### WORK INSTRUCTIONS
Transcribe only what runs from the line including "Exercise. For every instance of the white" through the last line of the entries, exactly as it appears.

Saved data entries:
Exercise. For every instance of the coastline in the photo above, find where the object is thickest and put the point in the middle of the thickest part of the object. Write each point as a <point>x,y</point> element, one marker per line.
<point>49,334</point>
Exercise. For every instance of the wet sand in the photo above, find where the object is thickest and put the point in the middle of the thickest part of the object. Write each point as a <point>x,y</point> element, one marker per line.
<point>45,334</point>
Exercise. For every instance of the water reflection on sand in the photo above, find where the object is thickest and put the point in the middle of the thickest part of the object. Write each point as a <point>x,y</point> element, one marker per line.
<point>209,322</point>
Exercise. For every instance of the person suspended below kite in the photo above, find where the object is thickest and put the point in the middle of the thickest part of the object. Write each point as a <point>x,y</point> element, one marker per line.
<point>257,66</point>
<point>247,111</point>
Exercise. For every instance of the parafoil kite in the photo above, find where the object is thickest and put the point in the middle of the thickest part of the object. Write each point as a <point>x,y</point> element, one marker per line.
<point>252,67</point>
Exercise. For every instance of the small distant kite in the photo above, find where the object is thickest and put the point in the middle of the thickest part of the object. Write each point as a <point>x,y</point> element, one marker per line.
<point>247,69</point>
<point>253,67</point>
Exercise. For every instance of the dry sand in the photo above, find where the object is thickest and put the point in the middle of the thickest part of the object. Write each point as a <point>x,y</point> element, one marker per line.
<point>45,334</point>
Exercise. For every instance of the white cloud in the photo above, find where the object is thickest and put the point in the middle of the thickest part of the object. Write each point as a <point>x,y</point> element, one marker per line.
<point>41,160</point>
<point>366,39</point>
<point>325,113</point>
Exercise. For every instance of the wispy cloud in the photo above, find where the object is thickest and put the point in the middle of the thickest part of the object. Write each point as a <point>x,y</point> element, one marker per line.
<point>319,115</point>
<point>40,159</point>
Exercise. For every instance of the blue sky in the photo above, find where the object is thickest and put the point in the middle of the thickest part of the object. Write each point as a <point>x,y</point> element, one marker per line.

### ANSWER FOR THE TASK
Exercise. For every instance of the white cloud in the photo above, find where the object is thickest and put the point in the middle of the thickest part of the object. Write each point as a <point>x,y</point> element, one marker per line.
<point>41,160</point>
<point>366,39</point>
<point>325,113</point>
Exercise. For every instance of the wispy cloud in the photo above, find where the object is thickest and put the point in the middle of the thickest part of the object. Write each point as a <point>x,y</point> element, one marker per line.
<point>319,115</point>
<point>40,159</point>
Exercise. For every instance of the blue sky in the photo above, find where the object is thickest and put the point in the middle of the thickest part of the object. Write each point as a <point>x,y</point> element, one marker per line.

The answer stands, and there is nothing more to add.